• What to produce:
Go through the records and extract every line with the word "railing".

• Records from a data source:
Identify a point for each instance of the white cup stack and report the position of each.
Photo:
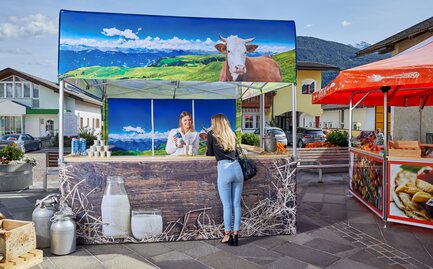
(99, 149)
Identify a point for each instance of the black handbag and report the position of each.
(248, 167)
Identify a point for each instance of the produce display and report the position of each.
(412, 191)
(370, 147)
(367, 180)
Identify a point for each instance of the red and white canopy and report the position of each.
(408, 74)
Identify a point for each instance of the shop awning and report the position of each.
(408, 74)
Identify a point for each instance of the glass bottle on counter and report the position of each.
(115, 209)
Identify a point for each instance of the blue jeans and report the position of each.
(230, 185)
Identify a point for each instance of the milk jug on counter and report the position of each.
(115, 209)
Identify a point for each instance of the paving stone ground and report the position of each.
(333, 231)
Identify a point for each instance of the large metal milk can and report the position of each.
(41, 216)
(63, 232)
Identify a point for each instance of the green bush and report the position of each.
(11, 153)
(337, 138)
(251, 139)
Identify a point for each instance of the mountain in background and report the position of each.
(312, 49)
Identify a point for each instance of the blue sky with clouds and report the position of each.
(29, 29)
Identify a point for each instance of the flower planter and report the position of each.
(15, 177)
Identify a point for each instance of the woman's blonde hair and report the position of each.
(183, 115)
(223, 133)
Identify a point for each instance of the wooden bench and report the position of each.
(322, 158)
(52, 166)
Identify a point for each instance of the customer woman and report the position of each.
(221, 143)
(183, 135)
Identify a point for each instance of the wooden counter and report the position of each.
(178, 185)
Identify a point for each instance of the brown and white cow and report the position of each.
(239, 67)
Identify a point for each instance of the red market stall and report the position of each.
(396, 183)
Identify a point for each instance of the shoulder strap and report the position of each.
(239, 150)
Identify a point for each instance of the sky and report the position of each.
(29, 28)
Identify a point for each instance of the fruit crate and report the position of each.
(404, 148)
(16, 238)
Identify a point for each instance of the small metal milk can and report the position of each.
(63, 232)
(41, 216)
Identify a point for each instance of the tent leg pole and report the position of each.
(262, 120)
(349, 194)
(61, 109)
(420, 125)
(385, 158)
(294, 142)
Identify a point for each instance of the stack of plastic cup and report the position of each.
(99, 149)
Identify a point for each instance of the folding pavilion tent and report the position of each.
(407, 78)
(83, 35)
(403, 80)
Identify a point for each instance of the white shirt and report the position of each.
(190, 138)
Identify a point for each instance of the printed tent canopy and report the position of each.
(409, 76)
(171, 89)
(143, 56)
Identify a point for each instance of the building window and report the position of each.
(35, 103)
(49, 128)
(308, 86)
(9, 90)
(35, 91)
(248, 122)
(10, 125)
(18, 90)
(26, 90)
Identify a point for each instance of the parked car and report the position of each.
(279, 134)
(25, 141)
(309, 135)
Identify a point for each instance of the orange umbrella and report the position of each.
(408, 74)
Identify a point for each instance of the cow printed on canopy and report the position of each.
(239, 67)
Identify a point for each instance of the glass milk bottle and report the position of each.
(115, 209)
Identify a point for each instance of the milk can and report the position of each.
(270, 143)
(115, 209)
(45, 209)
(63, 232)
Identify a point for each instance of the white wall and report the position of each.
(8, 108)
(33, 126)
(48, 99)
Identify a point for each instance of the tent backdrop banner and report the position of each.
(107, 46)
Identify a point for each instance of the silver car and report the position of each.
(25, 141)
(279, 134)
(309, 135)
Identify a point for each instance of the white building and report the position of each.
(29, 104)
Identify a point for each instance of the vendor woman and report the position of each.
(185, 135)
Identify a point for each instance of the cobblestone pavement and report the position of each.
(333, 231)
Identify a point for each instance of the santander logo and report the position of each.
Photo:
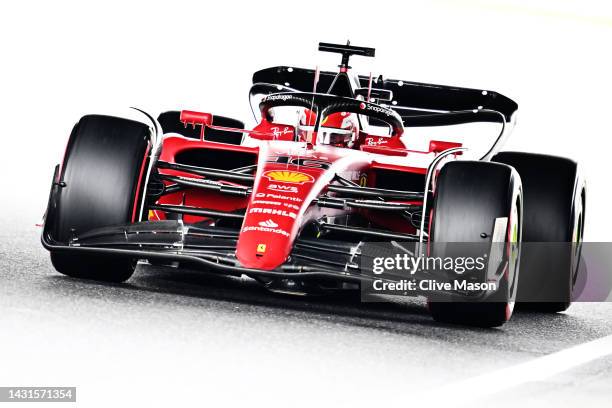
(268, 224)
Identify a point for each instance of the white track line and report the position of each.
(531, 371)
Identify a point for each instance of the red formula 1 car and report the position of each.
(335, 161)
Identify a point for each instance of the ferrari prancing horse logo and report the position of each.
(286, 176)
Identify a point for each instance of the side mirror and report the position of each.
(196, 118)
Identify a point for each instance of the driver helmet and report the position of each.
(339, 129)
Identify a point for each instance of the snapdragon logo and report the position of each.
(412, 264)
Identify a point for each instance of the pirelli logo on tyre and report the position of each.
(286, 176)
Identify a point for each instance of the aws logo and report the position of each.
(285, 176)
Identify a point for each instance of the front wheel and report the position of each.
(101, 184)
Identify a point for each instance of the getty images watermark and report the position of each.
(409, 265)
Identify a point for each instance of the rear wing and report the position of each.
(418, 104)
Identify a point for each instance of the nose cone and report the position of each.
(273, 216)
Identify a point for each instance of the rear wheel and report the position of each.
(555, 198)
(476, 203)
(102, 181)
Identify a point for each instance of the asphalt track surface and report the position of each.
(172, 337)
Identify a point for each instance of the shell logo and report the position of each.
(284, 176)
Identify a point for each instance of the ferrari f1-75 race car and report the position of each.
(336, 161)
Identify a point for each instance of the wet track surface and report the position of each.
(171, 335)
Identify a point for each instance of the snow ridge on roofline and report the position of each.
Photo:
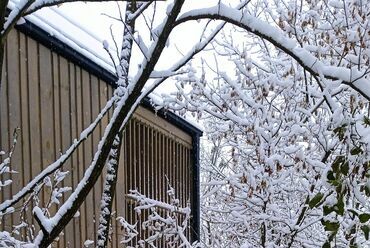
(57, 25)
(95, 59)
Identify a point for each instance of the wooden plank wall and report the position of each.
(51, 100)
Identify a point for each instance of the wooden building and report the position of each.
(51, 92)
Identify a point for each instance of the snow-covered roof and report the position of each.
(57, 23)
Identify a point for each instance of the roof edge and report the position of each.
(59, 47)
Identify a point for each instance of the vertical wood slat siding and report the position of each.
(52, 100)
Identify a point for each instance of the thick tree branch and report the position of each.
(73, 203)
(58, 163)
(114, 156)
(351, 77)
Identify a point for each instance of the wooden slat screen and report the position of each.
(52, 100)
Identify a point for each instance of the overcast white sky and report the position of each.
(91, 17)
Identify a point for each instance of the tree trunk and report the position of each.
(113, 160)
(3, 5)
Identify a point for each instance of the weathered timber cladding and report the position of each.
(51, 100)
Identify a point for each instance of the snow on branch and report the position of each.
(353, 77)
(59, 162)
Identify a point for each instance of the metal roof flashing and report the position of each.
(63, 49)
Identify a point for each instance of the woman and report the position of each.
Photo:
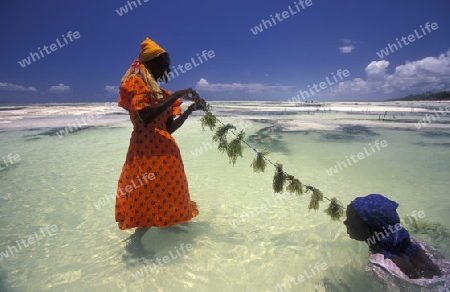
(398, 261)
(152, 188)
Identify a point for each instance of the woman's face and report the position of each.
(160, 67)
(356, 228)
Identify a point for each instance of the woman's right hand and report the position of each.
(189, 94)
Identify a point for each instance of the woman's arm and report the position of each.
(151, 113)
(175, 124)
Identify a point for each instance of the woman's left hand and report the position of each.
(199, 104)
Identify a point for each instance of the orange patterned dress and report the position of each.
(152, 188)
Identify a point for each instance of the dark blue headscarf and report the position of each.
(380, 213)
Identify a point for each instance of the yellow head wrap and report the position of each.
(149, 50)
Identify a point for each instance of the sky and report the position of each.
(284, 50)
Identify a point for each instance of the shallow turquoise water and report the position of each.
(70, 183)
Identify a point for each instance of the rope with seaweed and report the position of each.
(234, 149)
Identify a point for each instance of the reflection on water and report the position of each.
(61, 180)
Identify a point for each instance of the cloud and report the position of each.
(427, 74)
(203, 84)
(61, 88)
(346, 49)
(112, 90)
(14, 87)
(348, 46)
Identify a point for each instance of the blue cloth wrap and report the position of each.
(380, 214)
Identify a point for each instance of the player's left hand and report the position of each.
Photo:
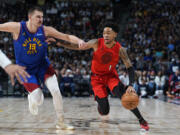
(82, 44)
(50, 40)
(130, 89)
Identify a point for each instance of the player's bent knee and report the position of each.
(55, 92)
(103, 105)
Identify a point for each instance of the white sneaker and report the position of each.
(61, 125)
(33, 108)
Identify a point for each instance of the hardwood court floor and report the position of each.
(15, 119)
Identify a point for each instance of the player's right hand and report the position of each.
(14, 70)
(50, 40)
(130, 89)
(82, 44)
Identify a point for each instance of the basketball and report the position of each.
(130, 100)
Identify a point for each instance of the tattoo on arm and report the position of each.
(68, 45)
(124, 56)
(92, 41)
(90, 44)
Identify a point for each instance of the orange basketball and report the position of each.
(130, 100)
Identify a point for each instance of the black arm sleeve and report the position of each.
(131, 74)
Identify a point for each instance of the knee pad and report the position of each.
(52, 85)
(103, 105)
(37, 96)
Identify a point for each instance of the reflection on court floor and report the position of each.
(15, 119)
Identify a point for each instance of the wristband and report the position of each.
(4, 60)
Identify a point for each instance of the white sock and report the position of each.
(52, 85)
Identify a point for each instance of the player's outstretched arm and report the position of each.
(90, 44)
(12, 70)
(12, 27)
(52, 32)
(124, 57)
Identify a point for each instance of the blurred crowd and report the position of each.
(152, 39)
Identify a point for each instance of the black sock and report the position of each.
(138, 114)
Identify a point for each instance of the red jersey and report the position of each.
(105, 59)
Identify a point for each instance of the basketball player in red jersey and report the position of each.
(107, 52)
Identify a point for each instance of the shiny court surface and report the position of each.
(15, 119)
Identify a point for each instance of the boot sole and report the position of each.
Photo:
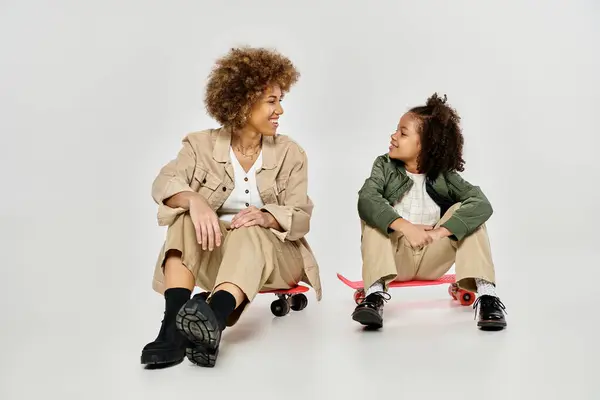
(160, 357)
(196, 321)
(368, 317)
(491, 325)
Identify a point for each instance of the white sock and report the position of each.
(376, 287)
(484, 287)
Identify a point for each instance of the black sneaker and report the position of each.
(370, 311)
(197, 322)
(491, 313)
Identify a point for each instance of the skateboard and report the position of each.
(287, 299)
(465, 297)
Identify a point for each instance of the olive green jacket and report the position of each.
(388, 183)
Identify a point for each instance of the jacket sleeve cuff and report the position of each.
(283, 215)
(173, 187)
(385, 219)
(457, 227)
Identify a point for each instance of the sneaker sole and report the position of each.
(368, 317)
(198, 324)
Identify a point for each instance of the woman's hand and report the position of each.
(252, 216)
(206, 223)
(439, 233)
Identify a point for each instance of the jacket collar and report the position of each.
(223, 143)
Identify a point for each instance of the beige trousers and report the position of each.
(393, 259)
(252, 258)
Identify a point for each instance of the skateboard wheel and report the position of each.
(299, 302)
(452, 291)
(359, 296)
(280, 307)
(466, 298)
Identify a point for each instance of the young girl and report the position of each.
(420, 217)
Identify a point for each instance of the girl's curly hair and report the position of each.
(239, 78)
(441, 137)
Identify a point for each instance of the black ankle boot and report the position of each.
(198, 323)
(370, 311)
(491, 313)
(169, 346)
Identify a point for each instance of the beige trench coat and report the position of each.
(203, 165)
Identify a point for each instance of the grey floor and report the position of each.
(96, 96)
(88, 346)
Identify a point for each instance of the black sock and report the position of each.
(175, 298)
(222, 304)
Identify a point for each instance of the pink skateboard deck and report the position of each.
(446, 279)
(295, 290)
(465, 298)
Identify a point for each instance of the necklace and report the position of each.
(245, 153)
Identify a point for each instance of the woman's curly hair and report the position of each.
(239, 78)
(441, 137)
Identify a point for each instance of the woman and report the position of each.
(420, 217)
(236, 206)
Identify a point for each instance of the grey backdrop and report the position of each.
(95, 97)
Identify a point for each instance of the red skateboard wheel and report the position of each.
(466, 298)
(452, 291)
(359, 296)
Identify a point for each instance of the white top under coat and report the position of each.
(245, 192)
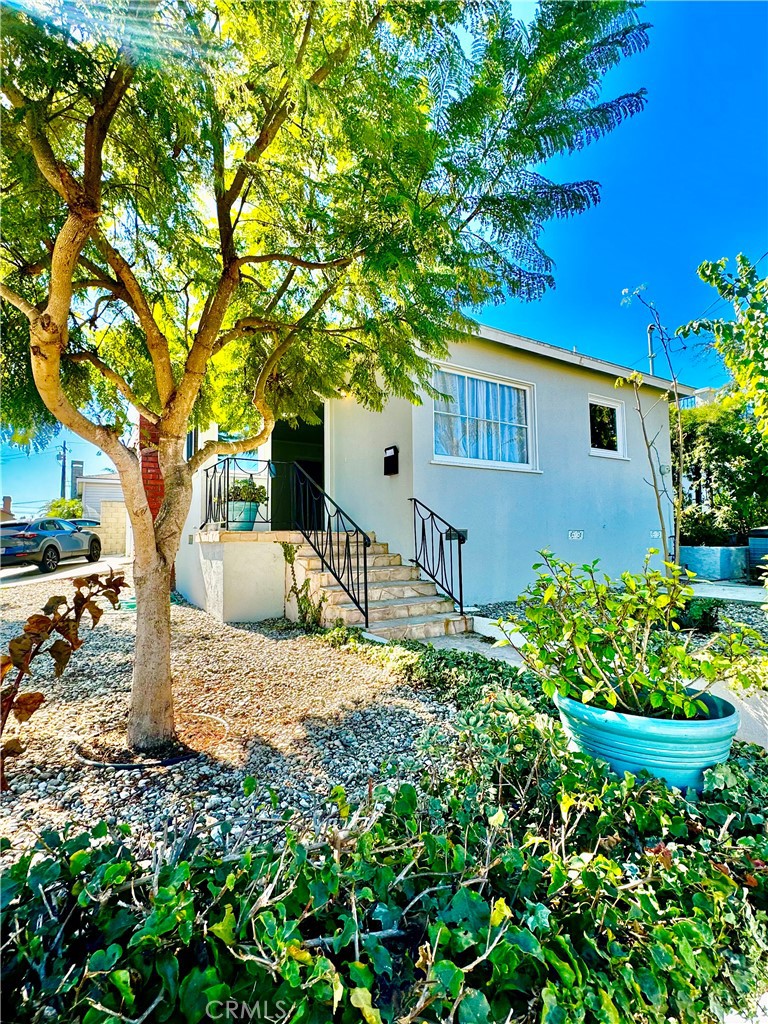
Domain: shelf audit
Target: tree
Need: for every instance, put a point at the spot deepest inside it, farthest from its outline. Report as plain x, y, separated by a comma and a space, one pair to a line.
66, 508
741, 342
726, 466
235, 212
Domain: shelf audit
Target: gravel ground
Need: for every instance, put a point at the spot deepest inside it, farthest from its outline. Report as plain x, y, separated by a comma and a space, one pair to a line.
263, 700
738, 611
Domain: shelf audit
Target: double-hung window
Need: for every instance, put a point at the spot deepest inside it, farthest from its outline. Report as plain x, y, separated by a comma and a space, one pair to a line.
483, 420
607, 434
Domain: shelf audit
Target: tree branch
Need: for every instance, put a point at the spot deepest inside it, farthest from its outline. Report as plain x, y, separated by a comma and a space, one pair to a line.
30, 311
115, 378
156, 340
297, 261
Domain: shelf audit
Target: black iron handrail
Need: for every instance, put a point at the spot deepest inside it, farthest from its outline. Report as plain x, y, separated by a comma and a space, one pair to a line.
330, 531
437, 550
334, 536
228, 482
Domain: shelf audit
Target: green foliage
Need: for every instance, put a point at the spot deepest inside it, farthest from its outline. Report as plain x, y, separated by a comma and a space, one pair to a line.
700, 614
518, 883
741, 342
726, 472
702, 525
58, 623
616, 643
374, 163
66, 508
309, 610
247, 491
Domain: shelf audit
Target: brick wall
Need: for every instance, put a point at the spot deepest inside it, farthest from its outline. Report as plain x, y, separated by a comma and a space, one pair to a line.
151, 474
113, 528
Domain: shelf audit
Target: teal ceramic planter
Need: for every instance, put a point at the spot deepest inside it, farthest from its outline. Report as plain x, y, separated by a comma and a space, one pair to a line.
243, 515
675, 750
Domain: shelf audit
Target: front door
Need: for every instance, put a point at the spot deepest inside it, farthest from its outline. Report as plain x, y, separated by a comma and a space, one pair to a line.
302, 444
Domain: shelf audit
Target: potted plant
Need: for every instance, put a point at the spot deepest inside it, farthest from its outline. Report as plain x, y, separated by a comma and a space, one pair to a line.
710, 547
629, 684
243, 503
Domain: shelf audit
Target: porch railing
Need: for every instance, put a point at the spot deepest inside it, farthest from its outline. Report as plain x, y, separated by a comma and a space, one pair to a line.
291, 499
437, 551
334, 536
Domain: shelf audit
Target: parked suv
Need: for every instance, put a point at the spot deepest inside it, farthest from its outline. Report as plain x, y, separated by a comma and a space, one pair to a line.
45, 542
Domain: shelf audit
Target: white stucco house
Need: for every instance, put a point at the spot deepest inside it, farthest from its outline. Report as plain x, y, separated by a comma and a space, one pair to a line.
532, 446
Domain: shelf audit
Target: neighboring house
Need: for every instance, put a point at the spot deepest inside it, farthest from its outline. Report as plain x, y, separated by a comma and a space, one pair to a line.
532, 446
97, 488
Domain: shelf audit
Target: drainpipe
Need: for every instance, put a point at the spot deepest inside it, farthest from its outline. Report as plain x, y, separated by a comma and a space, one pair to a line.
651, 354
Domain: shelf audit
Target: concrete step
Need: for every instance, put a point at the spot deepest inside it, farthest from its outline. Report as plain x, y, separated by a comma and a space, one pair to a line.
421, 627
378, 611
306, 551
376, 574
314, 562
384, 591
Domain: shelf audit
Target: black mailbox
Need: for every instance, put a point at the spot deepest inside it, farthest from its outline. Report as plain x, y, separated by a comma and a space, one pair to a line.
391, 461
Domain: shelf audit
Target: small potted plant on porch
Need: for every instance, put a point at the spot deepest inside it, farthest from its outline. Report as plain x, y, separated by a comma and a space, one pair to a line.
630, 685
244, 500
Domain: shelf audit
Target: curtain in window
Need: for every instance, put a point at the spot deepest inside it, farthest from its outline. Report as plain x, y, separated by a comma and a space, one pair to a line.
480, 419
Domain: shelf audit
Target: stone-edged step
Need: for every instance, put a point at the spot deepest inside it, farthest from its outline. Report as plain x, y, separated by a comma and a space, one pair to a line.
314, 562
307, 551
384, 590
421, 627
378, 611
376, 574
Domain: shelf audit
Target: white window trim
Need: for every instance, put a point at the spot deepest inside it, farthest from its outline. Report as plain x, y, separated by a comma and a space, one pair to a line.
531, 466
621, 454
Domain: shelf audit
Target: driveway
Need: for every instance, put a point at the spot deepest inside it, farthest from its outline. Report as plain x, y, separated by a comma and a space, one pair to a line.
17, 576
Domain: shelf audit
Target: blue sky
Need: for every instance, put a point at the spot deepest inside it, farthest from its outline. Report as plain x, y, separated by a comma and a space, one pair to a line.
684, 181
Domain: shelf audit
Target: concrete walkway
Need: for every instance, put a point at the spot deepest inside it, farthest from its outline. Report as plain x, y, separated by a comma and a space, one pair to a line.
724, 591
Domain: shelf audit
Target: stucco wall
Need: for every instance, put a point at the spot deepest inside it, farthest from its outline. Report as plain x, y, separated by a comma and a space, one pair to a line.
509, 514
355, 440
113, 528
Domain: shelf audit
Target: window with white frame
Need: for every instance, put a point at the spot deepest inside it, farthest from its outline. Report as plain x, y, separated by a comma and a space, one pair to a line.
607, 434
482, 420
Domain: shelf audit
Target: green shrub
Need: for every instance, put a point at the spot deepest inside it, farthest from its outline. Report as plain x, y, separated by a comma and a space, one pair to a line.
597, 640
700, 614
521, 883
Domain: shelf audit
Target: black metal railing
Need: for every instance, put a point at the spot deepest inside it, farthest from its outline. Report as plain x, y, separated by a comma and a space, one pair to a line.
334, 536
290, 499
239, 493
437, 550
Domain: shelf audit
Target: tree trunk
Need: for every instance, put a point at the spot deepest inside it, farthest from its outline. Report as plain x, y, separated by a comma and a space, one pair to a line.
151, 720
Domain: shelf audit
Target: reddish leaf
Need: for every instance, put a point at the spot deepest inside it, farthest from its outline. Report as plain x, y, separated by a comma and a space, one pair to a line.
26, 705
39, 625
18, 649
94, 611
60, 651
69, 631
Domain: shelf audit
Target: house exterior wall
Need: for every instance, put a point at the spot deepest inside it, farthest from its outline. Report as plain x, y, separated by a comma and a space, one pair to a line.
509, 514
113, 529
355, 439
99, 491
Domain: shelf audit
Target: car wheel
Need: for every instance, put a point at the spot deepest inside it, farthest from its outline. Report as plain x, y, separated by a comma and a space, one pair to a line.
49, 560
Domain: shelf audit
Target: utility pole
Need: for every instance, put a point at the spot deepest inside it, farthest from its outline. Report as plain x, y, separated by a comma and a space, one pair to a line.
62, 450
651, 353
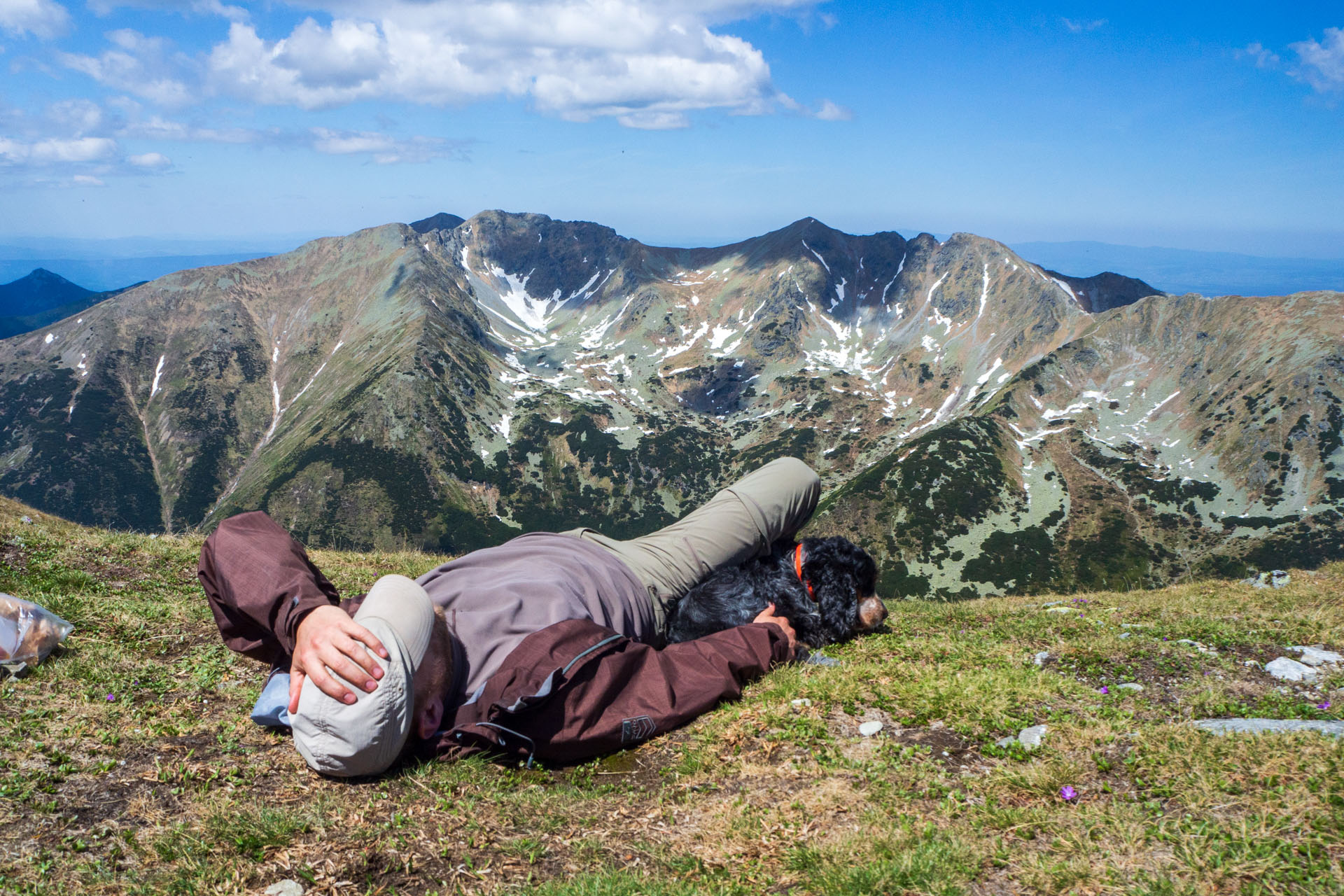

• Response for this exercise:
Target: porch railing
Target: black metal railing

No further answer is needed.